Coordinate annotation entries
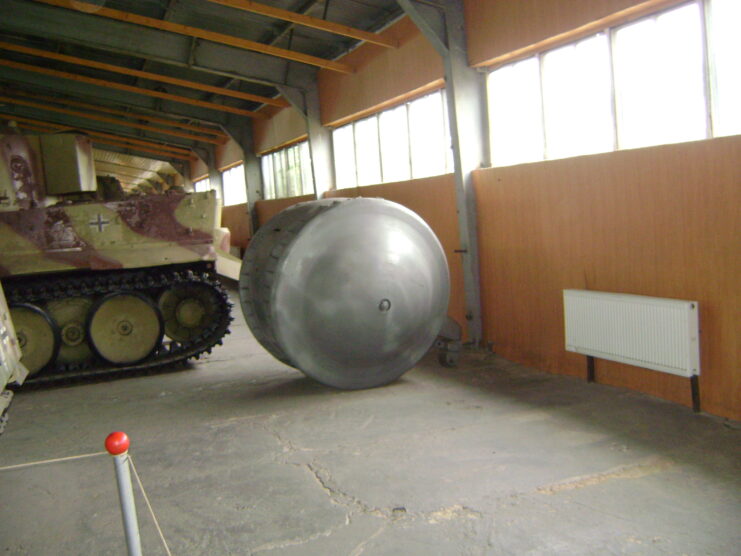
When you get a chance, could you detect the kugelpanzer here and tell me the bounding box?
[0,129,231,382]
[239,198,448,389]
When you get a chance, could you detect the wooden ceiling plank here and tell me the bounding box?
[2,114,195,157]
[8,116,195,160]
[0,59,267,119]
[208,0,399,48]
[34,0,353,73]
[0,41,290,107]
[9,87,229,140]
[0,95,224,145]
[8,88,229,140]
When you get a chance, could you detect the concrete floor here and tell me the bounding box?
[0,284,741,556]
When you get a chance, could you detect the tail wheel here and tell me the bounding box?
[10,303,60,375]
[47,297,93,364]
[87,292,164,365]
[158,283,221,343]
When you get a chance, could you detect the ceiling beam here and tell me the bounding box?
[0,87,229,141]
[34,0,353,73]
[0,41,288,107]
[202,0,399,48]
[0,0,317,90]
[0,95,225,145]
[0,112,196,160]
[0,59,266,118]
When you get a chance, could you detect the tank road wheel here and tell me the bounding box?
[10,303,59,375]
[158,283,220,343]
[87,292,164,365]
[47,297,93,364]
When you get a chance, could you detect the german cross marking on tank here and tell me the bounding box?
[88,213,111,232]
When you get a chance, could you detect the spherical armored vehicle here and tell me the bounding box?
[239,198,451,389]
[0,129,231,381]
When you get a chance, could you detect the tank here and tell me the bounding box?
[0,286,28,434]
[0,130,231,382]
[239,198,450,389]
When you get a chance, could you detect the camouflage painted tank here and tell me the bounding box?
[0,133,231,382]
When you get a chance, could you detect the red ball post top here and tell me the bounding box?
[105,431,129,456]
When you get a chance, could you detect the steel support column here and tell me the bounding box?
[278,80,336,199]
[398,0,488,344]
[226,118,265,234]
[206,145,224,204]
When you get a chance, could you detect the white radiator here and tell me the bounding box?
[563,290,700,377]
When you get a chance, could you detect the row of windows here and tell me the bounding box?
[487,0,741,166]
[211,0,741,204]
[260,141,314,199]
[332,91,453,188]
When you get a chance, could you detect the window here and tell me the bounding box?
[542,33,615,158]
[332,91,453,188]
[193,178,211,193]
[707,0,741,137]
[260,141,314,199]
[613,3,707,149]
[488,58,544,166]
[221,164,247,206]
[487,0,741,166]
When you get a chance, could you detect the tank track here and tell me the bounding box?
[3,262,232,387]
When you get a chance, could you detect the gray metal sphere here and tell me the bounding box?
[239,198,450,389]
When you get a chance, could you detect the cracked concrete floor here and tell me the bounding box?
[0,284,741,556]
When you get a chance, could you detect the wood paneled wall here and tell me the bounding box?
[318,17,444,125]
[475,136,741,419]
[464,0,645,65]
[325,174,466,334]
[221,203,251,249]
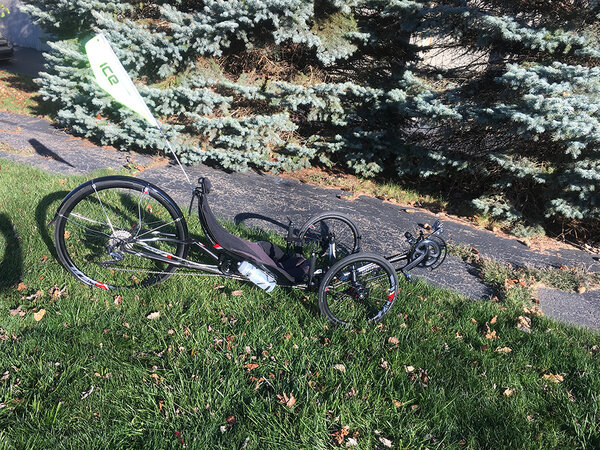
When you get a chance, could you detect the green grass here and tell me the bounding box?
[0,70,53,119]
[0,160,600,449]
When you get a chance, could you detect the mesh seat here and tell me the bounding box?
[200,178,308,283]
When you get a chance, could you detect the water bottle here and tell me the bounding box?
[238,261,277,292]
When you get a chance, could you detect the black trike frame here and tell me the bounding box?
[50,176,446,291]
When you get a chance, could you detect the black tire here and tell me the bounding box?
[54,176,189,290]
[319,253,398,325]
[298,212,360,272]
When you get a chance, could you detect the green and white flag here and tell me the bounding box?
[85,34,160,129]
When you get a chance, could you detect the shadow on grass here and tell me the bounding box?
[0,213,23,292]
[35,191,69,259]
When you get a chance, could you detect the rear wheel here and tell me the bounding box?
[54,177,188,289]
[319,253,398,325]
[298,212,360,271]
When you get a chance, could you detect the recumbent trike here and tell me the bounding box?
[53,176,446,324]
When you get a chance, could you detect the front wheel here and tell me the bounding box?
[319,253,398,325]
[54,176,189,289]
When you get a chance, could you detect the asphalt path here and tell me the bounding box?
[0,112,600,329]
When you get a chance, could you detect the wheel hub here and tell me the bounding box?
[108,230,133,250]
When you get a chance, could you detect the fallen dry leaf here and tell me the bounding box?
[10,305,25,317]
[496,347,512,353]
[517,316,531,333]
[333,364,346,373]
[542,373,565,383]
[379,437,392,448]
[33,309,46,322]
[25,289,44,300]
[277,392,296,409]
[331,425,350,445]
[485,330,498,339]
[502,388,515,397]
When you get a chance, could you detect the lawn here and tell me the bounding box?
[0,160,600,449]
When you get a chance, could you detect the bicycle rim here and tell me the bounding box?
[55,182,187,289]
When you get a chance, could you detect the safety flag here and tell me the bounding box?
[85,34,160,129]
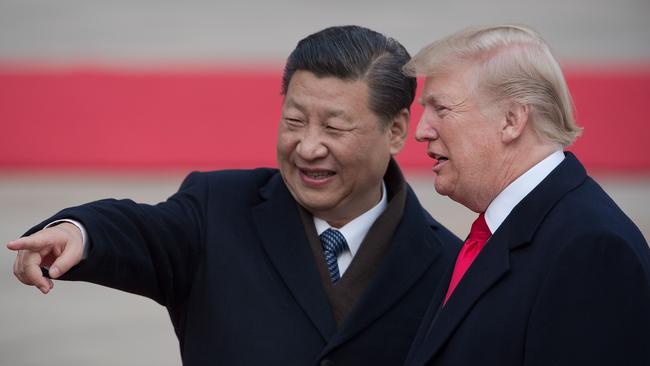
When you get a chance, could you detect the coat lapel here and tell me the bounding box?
[407,152,587,365]
[322,189,442,354]
[252,174,336,341]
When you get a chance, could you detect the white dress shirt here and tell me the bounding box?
[314,181,388,277]
[485,150,564,233]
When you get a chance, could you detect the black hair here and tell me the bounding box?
[282,25,416,124]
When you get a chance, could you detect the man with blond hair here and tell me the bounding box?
[405,25,650,366]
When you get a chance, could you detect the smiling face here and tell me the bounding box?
[277,70,408,227]
[415,68,504,212]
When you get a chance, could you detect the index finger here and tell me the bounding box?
[7,229,65,251]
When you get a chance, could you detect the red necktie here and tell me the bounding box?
[444,212,492,303]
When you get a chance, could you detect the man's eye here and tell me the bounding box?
[284,118,303,126]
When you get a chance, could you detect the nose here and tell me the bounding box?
[415,108,438,142]
[296,128,328,160]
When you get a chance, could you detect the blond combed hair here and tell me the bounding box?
[404,25,582,147]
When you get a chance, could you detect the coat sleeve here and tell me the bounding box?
[525,233,650,366]
[27,173,208,306]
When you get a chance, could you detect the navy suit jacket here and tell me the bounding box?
[32,169,460,366]
[406,153,650,366]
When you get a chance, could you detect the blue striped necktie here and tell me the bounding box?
[320,228,348,283]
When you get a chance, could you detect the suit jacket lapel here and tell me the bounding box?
[407,152,587,365]
[323,189,442,354]
[252,174,336,341]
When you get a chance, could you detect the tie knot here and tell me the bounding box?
[320,228,348,257]
[467,212,492,242]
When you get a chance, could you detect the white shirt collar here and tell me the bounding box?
[485,150,564,233]
[314,181,388,257]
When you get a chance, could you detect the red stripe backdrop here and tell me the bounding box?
[0,66,650,173]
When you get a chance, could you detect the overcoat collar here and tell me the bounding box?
[411,152,587,365]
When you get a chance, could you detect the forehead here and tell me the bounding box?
[284,70,370,112]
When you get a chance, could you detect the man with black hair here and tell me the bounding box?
[8,26,460,366]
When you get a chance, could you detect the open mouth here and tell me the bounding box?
[429,153,449,164]
[300,170,336,179]
[300,169,336,184]
[429,153,449,171]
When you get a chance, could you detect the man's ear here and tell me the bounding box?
[501,103,530,144]
[390,108,411,155]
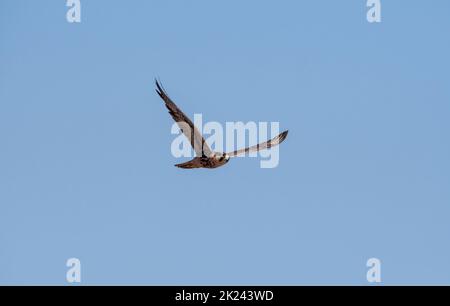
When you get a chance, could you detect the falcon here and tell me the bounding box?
[155,80,288,169]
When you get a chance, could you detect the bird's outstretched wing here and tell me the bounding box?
[227,131,288,157]
[155,80,212,157]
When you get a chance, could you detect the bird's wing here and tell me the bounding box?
[226,131,288,157]
[155,80,212,157]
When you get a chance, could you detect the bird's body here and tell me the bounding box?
[156,81,288,169]
[175,154,230,169]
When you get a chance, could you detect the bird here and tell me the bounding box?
[155,79,289,169]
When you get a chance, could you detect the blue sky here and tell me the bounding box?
[0,0,450,284]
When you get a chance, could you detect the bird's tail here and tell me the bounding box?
[175,158,202,169]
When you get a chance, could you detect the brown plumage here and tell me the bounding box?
[155,80,288,169]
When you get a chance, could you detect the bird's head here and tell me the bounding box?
[215,153,230,163]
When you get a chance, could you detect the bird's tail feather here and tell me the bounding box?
[175,158,202,169]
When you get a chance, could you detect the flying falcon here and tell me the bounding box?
[155,80,288,169]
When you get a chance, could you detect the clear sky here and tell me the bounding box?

=== Do this ===
Set out the part of the rows that starts with the line containing "When you get a chance, could you detect the ceiling" and ends with the line containing "[0,59,266,118]" as a Markdown table with the columns Number and Line. Give each line its own entry and leave out any blank lines.

=== Solution ===
| Number | Line |
|---|---|
| 1 | When you get a chance, could you detect the ceiling beam here and tell me the bounding box? |
| 2 | [0,87,229,141] |
| 3 | [34,0,353,73] |
| 4 | [0,41,288,107] |
| 5 | [202,0,399,48] |
| 6 | [0,0,317,90] |
| 7 | [0,95,225,145] |
| 8 | [0,112,196,160] |
| 9 | [0,59,266,118] |